**SELECTED EXCERPT:**

::::::::

Due to time constraints, we fished faster than I’d like and just a short stretch but we managed to catch close to 50 trout. The biggest was only 9″ but that is an increase from last summer. Check out the GoPro video on our YouTube Page.

The trick to fishing these small waters is not to overlook any spots that might potentially hold a fish. Most people I know like to fish bigger pools as they tend to be easy to fish and hold the largest specimens. In general, these small brooks have the potential to hold a fish in every hole that offers some protection and especially if the water is deeper. I will drop my bait in just about every spot possible. Brook trout feed aggressively, especially in these small streams, so most times if there is a fish near the bite will be quick.

We fished worms for the entire trip. I like using spinners but treble hooks don’t always work well with their small mouths. I never seem to remember my fly rod either… Maybe next time!

Here’s a few pics from the trip.

At the upper end of the stretch we fished there is a nice bedrock slide. It’s a bit steeper and longer than it looks in this picture. Not to mention slippery!

I even got to end the day with a few bass!

5-16-12 – Stormy Day Of Fishing

A buddy and I made plans to head to my camp Wednesday after work in hopes that the warming water temps would be pushing the smallmouth up towards shore for the spawn. On a recent trip (Finally Put The Boat In), we found that some bass were moving up but overall only a few fish had made the seasonal migration. After a few more days, it was sure to be good!

::::::::

**EXTRACTED ENTRIES:**
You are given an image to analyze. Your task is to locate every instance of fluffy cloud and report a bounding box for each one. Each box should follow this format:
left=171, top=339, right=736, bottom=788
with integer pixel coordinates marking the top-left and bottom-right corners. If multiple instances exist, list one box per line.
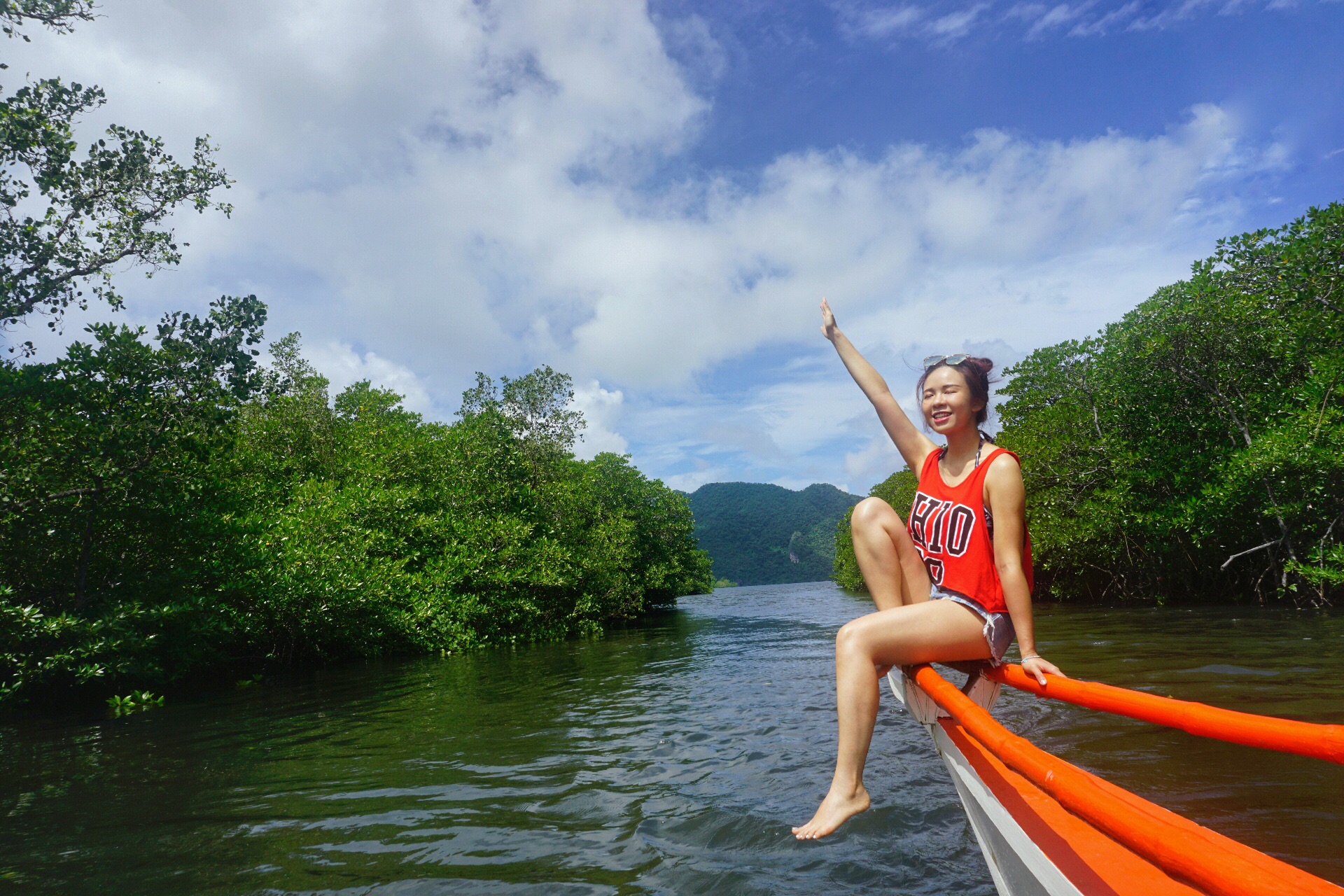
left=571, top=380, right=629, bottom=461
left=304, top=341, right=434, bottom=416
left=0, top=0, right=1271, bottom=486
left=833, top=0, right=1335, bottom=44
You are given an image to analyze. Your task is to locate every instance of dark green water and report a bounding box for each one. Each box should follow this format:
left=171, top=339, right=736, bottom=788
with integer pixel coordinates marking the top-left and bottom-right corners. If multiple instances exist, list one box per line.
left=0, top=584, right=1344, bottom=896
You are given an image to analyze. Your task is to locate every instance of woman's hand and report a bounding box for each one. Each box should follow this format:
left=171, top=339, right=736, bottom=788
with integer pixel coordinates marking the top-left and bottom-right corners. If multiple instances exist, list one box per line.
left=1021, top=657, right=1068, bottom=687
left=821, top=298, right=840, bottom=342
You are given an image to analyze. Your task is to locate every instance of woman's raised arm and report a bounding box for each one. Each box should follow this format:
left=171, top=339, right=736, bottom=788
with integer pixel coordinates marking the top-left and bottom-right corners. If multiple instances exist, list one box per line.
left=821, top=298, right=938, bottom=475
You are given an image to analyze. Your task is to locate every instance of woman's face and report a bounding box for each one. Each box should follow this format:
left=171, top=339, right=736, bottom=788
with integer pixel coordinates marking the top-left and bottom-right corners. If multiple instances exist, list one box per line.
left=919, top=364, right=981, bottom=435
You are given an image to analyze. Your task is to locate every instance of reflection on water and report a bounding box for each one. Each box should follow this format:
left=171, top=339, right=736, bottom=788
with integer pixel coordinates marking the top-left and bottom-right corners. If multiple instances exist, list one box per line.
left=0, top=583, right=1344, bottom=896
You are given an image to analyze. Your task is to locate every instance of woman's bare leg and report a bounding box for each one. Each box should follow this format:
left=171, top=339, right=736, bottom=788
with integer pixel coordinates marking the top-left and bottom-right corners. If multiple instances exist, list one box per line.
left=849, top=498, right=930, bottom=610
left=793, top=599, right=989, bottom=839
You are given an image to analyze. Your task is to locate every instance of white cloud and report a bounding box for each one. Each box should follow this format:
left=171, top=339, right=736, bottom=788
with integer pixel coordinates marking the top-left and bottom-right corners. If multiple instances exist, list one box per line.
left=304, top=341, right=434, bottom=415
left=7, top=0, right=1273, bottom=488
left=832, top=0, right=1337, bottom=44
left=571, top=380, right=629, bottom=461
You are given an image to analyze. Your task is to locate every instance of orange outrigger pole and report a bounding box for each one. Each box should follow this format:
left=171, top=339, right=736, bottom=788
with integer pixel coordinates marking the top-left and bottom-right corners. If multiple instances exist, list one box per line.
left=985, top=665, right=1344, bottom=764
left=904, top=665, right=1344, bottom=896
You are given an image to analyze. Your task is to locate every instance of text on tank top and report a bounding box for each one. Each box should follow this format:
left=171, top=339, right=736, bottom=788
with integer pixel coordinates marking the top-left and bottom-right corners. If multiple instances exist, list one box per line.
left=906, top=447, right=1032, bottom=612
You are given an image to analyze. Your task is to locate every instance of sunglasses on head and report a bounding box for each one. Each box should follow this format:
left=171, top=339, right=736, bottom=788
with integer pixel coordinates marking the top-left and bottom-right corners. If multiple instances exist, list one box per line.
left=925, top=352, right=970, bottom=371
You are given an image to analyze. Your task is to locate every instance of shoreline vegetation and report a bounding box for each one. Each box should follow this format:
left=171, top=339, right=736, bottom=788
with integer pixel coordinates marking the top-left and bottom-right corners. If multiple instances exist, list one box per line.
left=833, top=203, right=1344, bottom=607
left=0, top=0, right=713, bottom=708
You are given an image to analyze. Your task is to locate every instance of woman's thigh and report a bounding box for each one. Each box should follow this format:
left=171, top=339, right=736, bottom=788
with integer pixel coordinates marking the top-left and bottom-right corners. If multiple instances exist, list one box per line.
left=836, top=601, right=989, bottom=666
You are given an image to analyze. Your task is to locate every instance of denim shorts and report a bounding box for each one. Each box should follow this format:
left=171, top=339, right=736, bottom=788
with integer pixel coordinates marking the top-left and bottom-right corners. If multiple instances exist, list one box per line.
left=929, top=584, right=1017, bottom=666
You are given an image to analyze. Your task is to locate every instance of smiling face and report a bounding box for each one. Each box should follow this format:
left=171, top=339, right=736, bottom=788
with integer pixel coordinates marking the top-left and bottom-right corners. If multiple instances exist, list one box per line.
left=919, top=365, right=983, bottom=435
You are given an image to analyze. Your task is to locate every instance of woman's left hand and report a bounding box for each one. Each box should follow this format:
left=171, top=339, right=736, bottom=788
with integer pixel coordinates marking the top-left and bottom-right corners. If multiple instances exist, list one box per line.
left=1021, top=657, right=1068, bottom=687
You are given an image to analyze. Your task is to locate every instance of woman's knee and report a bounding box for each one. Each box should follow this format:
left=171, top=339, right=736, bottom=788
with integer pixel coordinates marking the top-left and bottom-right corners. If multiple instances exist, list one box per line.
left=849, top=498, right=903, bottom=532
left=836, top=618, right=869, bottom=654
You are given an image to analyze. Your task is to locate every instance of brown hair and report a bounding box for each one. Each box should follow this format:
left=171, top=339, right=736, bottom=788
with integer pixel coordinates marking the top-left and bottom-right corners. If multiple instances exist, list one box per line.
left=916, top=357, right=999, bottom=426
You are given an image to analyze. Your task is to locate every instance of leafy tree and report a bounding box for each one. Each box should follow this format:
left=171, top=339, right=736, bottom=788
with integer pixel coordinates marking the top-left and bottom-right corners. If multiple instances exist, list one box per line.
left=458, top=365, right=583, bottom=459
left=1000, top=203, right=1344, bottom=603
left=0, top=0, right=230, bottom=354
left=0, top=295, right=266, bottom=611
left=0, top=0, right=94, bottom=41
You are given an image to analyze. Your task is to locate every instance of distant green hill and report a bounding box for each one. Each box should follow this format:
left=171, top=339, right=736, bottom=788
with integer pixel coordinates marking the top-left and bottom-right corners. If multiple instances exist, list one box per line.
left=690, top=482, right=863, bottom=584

::::::::

Transcribe the stretch of the fishing report from "We fished worms" through "a few bass!". The records were drawn from a different source than the fishing report.

We fished worms for the entire trip. I like using spinners but treble hooks don’t always work well with their small mouths. I never seem to remember my fly rod either… Maybe next time!

Here’s a few pics from the trip.

At the upper end of the stretch we fished there is a nice bedrock slide. It’s a bit steeper and longer than it looks in this picture. Not to mention slippery!

I even got to end the day with a few bass!